>> Start TEXT PASSAGE
The Bowl
- Interactive map of The Bowl
- Location: Pulrose Road, Douglas, Isle of Man
- Owner: Isle of Man Government
- Operator: MSR
- Capacity: 3,350
- Surface: Lano Sports Rugby MXSi20 65 IS 25 synthetic pitch

Tenants
- St Marys A.F.C. F.C. Isle of Man Isle of Man official football team Ellan Vannin football team

Website
- msr.gov.im

= The Bowl (Douglas) =

Stadium in Douglas, Isle of Man

The King George V Bowl (commonly known as The Bowl) is a multi-use stadium in Douglas, Isle of Man, and the home of F.C. Isle of Man. With a capacity of 3,350, a third of which are under cover, and a viewing platform for disabled users, it is the largest stadium on the Island. The Bowl also serves as the home of the Isle of Man Football Association, Isle of Man official football team and Ellan Vannin football team.

The highest attendance (3,327 spectators) was registered in the F.A. Inter League Cup Final on 28.04.12 against Jersey.

Nicknamed "The Bernabowl" by local supporters in reference to the Santiago Bernabéu Stadium, The Bowl has been the home ground of F.C. Isle of Man since July 2020, the club shares the ground with nine local clubs for their winter training schedule and St Marys A.F.C. have taken up permanent residence, training and playing their league matches at the stadium.

The Bowl was redeveloped at a cost of around £3.3 million, with then-Minister for Infrastructure David Cretney saying: "This is an exceptional facility at the heart of our Island of Sport. The previous, out of date Bowl has been transformed into a flagship sporting venue that will enable upcoming sports men and women to challenge the best visiting and local players."

The pitch is a 65 mm rubber infill 3G carpet system, the same as currently used at Manchester United's Trafford Training Centre. It is approved by the RFU and FIFA for rugby and football. There are also four 500 lux floodlights on 18 m columns in each corner of the stadium.

The Bowl is owned by the Isle of Man Government.

==History==

=== Redevelopment ===
In April 2008, Douglas Borough Council confirmed that they were looking to redevelop The Bowl, and that it could become a national stadium for the Isle of Man. The scheme consisted of pitch improvements and better spectator facilities the deadline for the improvements were the 2011 Commonwealth Youth Games which were staged on the island. Capacity at the stadium was increased to 8,000, including 4,000 temporary seats in a covered section, as well as the installation of a giant screen. The developments enabled the stadium to be used for different sports as well as staging concerts and to be used as a community facility complementing the nearby National Sports Centre (NSC), which is owned and run by the Department of Tourism and Leisure of the Isle of Man Government. The council submitted a report to the Isle of Man Government's Tourism and Leisure Minister and the Council of Ministers of the Isle of Man to seek their support and in partnership with organisations such as the Isle of Man Football Association and the Isle of Man Sports Council. In addition support was also gained from the private sector.
>> End TEXT PASSAGE
>> Start SUPPLIED MATERIAL
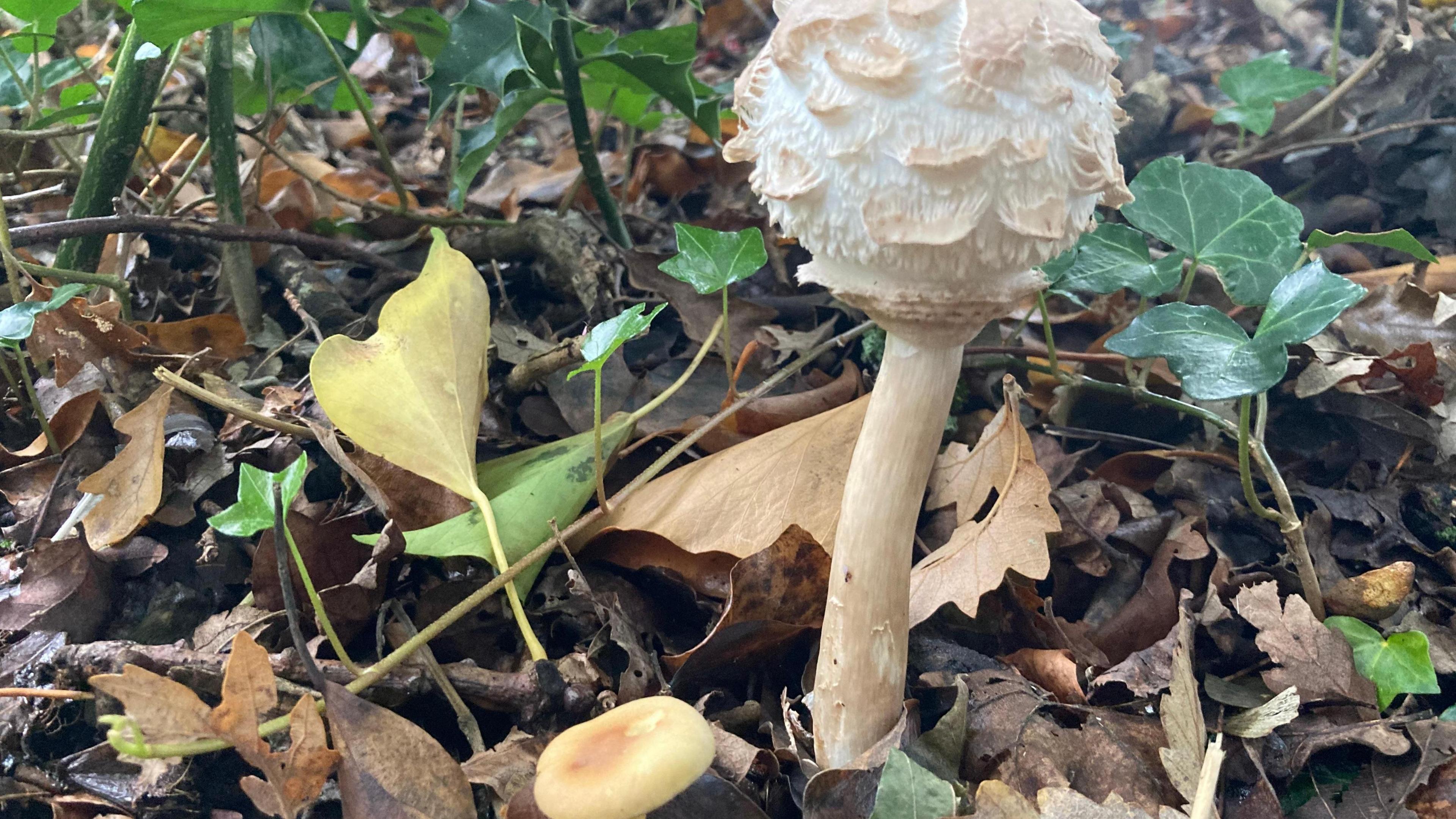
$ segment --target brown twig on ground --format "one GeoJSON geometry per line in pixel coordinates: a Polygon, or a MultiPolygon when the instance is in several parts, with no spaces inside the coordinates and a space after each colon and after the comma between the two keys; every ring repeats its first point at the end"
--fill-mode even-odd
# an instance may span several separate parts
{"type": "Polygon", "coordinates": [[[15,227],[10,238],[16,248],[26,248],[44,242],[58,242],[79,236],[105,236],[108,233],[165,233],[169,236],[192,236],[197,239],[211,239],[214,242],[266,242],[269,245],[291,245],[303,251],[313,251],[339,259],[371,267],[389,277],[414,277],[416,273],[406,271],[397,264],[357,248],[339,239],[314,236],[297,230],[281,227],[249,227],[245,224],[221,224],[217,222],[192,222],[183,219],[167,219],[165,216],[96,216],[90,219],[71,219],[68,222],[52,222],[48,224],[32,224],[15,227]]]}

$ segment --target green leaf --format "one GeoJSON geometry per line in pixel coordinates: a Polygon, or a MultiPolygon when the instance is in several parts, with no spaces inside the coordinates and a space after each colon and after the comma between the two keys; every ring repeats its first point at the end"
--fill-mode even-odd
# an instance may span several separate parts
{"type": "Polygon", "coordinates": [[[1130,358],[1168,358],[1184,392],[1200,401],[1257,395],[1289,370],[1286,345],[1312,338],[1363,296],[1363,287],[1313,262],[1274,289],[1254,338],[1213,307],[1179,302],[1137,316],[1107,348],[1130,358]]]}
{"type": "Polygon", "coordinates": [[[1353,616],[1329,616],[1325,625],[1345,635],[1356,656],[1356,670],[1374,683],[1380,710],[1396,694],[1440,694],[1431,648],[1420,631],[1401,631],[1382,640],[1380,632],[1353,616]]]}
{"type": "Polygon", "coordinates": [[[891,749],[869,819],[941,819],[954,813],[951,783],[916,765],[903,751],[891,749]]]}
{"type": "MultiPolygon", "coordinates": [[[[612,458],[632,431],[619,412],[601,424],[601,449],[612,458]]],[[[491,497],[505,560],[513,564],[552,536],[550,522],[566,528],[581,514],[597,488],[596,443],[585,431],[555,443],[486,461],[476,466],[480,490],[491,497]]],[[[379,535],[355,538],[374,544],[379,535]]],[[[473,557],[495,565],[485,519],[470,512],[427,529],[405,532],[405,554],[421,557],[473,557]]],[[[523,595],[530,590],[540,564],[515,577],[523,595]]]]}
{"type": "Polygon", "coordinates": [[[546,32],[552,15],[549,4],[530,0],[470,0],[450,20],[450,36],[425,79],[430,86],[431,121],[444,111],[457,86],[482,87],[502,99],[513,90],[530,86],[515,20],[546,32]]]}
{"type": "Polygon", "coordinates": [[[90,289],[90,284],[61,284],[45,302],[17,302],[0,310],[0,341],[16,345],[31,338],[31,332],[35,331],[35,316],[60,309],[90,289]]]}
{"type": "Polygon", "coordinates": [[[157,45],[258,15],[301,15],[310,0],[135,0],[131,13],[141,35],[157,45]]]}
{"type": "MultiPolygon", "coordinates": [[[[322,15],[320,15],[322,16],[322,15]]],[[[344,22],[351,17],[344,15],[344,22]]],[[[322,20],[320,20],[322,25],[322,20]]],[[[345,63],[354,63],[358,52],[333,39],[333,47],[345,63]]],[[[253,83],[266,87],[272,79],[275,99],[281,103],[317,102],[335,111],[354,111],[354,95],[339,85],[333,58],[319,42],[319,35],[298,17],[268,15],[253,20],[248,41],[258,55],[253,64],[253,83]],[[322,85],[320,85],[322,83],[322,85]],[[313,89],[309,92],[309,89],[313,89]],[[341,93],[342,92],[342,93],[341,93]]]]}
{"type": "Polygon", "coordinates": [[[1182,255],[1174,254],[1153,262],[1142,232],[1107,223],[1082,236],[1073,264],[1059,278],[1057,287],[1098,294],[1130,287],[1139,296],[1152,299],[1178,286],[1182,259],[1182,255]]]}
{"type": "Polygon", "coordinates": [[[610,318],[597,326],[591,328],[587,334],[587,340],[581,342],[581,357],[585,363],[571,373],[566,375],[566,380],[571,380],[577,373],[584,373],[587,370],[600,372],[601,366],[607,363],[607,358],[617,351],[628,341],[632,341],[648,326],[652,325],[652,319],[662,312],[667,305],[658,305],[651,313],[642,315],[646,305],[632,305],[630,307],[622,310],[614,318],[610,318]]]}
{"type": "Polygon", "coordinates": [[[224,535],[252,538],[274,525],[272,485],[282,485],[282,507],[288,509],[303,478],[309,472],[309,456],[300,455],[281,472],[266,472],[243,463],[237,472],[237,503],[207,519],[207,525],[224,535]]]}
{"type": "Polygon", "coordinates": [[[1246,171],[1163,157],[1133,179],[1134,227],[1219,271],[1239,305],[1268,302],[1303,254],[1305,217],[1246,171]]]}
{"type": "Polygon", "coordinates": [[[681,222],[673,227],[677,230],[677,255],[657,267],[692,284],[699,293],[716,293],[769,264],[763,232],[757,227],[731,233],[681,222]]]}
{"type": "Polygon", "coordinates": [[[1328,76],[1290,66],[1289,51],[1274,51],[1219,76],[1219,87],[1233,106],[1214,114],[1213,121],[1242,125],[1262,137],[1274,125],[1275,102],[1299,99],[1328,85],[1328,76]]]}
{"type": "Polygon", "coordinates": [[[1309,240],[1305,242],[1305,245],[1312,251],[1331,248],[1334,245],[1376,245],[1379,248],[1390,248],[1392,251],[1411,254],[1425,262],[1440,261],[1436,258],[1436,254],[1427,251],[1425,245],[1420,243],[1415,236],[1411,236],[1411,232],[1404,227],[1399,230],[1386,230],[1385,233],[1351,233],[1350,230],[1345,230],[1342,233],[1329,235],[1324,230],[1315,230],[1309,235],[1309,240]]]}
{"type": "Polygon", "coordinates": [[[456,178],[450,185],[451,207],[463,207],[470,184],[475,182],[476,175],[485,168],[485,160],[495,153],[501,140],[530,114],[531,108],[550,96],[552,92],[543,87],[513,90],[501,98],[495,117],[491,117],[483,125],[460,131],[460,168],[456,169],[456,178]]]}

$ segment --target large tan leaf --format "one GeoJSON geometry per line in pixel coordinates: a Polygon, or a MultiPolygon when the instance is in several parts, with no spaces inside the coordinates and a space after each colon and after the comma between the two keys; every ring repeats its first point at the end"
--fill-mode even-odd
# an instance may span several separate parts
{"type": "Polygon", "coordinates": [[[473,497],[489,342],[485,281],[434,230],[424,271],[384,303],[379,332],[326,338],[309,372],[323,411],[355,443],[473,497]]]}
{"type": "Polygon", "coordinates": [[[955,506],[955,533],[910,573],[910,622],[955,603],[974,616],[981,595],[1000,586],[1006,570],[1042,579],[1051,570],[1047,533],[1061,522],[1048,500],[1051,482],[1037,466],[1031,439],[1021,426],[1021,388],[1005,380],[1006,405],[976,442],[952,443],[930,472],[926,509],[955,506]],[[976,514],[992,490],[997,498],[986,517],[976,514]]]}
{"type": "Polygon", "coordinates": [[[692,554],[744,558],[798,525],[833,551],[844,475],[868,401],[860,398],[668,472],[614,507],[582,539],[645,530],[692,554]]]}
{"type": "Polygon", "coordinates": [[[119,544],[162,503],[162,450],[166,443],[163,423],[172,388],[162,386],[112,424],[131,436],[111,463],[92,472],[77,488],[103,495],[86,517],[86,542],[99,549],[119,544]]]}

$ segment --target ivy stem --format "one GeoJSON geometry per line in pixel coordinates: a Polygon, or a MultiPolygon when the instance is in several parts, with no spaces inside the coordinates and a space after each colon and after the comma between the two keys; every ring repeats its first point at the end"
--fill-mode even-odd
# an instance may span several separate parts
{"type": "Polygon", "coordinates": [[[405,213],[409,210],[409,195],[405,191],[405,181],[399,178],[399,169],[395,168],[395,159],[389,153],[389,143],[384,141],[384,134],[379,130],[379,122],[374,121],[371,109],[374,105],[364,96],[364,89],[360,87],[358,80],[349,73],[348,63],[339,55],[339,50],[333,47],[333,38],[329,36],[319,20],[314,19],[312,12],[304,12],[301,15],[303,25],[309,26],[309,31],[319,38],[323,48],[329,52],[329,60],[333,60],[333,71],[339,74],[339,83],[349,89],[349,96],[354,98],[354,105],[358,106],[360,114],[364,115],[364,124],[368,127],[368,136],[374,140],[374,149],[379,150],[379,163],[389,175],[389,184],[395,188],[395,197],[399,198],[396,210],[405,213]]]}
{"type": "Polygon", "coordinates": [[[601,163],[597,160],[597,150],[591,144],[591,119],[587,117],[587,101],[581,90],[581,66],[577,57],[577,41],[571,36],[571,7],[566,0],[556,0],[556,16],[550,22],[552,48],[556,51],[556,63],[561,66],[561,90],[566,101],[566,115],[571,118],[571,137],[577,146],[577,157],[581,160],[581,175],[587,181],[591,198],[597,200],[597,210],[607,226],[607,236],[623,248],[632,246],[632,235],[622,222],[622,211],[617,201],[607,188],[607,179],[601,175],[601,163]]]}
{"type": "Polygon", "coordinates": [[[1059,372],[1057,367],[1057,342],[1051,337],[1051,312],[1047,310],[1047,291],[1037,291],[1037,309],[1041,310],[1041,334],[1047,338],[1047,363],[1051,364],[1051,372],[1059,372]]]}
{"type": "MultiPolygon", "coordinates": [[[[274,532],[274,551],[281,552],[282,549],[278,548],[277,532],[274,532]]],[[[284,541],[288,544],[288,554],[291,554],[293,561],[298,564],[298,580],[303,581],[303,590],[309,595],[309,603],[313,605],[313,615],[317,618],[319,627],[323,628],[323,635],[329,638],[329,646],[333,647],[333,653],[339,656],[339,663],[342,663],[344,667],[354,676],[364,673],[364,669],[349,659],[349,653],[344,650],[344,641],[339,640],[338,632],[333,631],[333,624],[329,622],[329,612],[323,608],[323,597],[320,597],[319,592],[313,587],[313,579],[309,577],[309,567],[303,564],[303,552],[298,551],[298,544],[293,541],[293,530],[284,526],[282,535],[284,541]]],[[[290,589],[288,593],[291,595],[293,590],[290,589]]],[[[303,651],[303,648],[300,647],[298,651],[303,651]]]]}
>> End SUPPLIED MATERIAL
● **STATED TASK 1**
From the stadium text, list every club or team named under the "Tenants" heading.
● **STATED TASK 2**
Locate every line in the entries that contains the string "leaf", and copy each of those lines.

● **FULL ANSWER 1**
- St Marys A.F.C.
- F.C. Isle of Man
- Isle of Man official football team
- Ellan Vannin football team

● **FULL ANSWER 2**
$ segment --target green leaf --format "one GeoJSON geometry per line in pixel coordinates: a Polygon, or a MultiPolygon when the instance is in several parts, with no spaces inside the coordinates and a space after each colon and after the comma between the two keys; every ring repeats its first point at the end"
$ segment --target large tan leaf --format "one GeoJSON geometry per line in pixel coordinates: a Polygon, or a MultiPolygon when the instance is in several parts, with no spaces inside the coordinates and a space after each colon and after the comma between the two keys; every ring repeats its first point at the end"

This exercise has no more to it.